▶ DATA RECORDS:
^^^^
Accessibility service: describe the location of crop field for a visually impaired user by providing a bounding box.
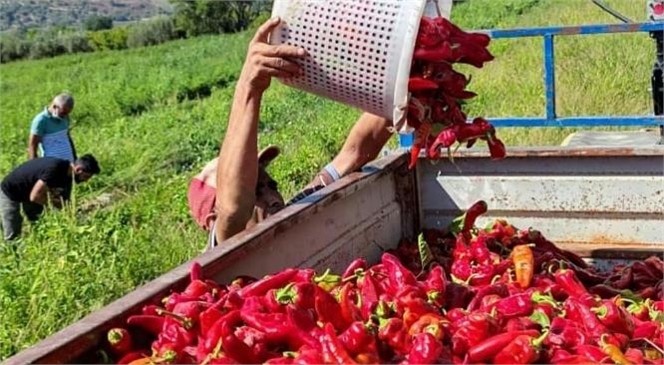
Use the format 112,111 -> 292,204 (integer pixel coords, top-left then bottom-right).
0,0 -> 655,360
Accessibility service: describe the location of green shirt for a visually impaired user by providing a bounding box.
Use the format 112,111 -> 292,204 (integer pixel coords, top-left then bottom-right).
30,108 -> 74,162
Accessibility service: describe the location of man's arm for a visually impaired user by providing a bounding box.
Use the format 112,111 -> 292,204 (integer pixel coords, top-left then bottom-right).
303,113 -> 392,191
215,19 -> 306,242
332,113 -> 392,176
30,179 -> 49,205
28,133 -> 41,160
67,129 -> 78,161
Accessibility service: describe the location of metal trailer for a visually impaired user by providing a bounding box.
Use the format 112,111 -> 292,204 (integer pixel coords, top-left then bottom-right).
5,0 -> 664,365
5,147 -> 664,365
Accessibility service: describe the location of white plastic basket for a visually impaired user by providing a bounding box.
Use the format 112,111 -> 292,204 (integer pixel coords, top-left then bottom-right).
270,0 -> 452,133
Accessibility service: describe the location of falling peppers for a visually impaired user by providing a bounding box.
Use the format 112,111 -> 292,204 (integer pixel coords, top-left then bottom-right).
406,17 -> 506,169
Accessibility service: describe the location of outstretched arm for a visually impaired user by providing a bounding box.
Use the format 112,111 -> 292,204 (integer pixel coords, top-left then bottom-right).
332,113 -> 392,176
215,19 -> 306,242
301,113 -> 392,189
^^^^
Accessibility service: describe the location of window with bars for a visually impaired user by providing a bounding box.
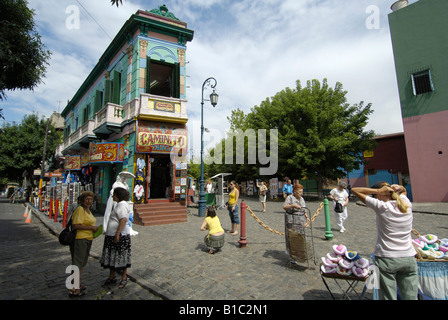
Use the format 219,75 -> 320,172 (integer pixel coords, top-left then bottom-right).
^^^^
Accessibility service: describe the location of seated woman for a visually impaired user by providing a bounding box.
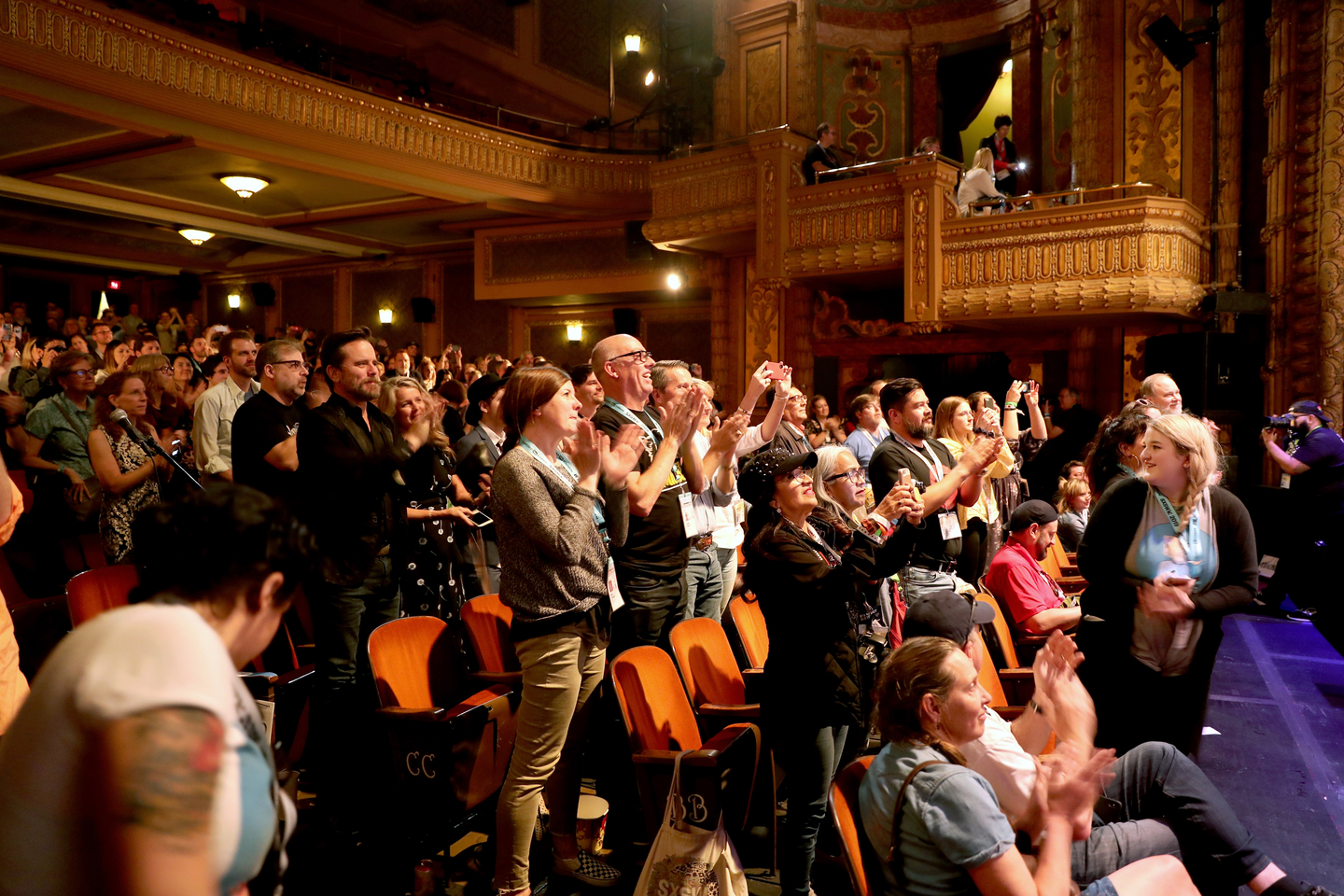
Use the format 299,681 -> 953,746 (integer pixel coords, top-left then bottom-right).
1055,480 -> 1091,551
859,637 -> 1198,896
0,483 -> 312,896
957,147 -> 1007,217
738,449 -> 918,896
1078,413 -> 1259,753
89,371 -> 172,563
^^^^
▶ EXERCISE PROMPT: Could you render everything from the row containing "Accessibility service: describe the location of crop" down to the row containing "30,108 -> 74,162", both included, as a numbered list with blank lines dropped and the pictures left out?

▶ RESULT OF THE EXERCISE:
1. Accessibility service: describe the location of crop field for a visually impaired user by providing a bounding box.
2. Use the format 112,111 -> 292,204 (integer pixel coords, top-left then bottom-right).
3. 0,0 -> 655,360
4. Accessibility service: describe the location of green shirt for a visually impaired user by providing a bounding box.
5. Use the format 112,111 -> 292,204 (integer pixel coords, top-left then bottom-right).
6. 30,108 -> 74,162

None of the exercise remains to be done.